WHAT IS NEEDED:
Continue the email discussion about reloading BIND zone files, starting after its last line.

PAGE EXCERPT:
Is there an automatic way we could use reloading the zone files rather than
using rndc reload or named restart?


Shouldn't the design be, that: Whoever changes the zone file, runs "rndc 
reload" afterwards?




Any methods or links which can be shared to help us reload the zone files
automatically once we make changes to the zone files ( cron methods or shell
scripts)


If you really want to go that path (see suggestion above), have a look at 
inotifywait from inotifytools (I'm not sure, how the package is called in 
suse):


https://linux.die.net/man/1/inotifywait



We are running bind with version as below

# rpm -qi bind
Name        : bind
Version     : 9.9.5P1
Release     : 2.2.2
Architecture: x86_64
Install Date: Tue Oct 17 16:46:22 2017
Group       : Productivity/Networking/DNS/Servers
Size        : 747523
License     : ISC
Signature   : RSA/SHA256, Tue Oct  7 04:18:01 2014, Key ID b88b2fd43dbdc284
Source RPM  : bind-9.9.5P1-2.2.2.src.rpm
Build Date  : Tue Oct  7 04:17:04 2014
Build Host  : cloud124
Relocations : (not relocatable)

INFORMATION PROVIDED:
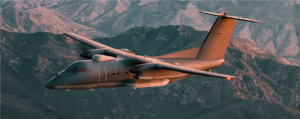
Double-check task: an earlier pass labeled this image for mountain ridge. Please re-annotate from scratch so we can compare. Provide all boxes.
[0,25,300,119]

RESULT FOR THIS TASK:
Packager    : http://bugs.opensuse.org
Vendor      : openSUSE
URL         : http://isc.org/sw/bind/
Summary     : Domain Name System (DNS) Server (named)
Description :
Berkeley Internet Name Domain (BIND) is an implementation of the Domain
Name System (DNS) protocols and provides an openly redistributable
reference implementation of the major components of the Domain Name
System.  This package includes the components to operate a DNS server.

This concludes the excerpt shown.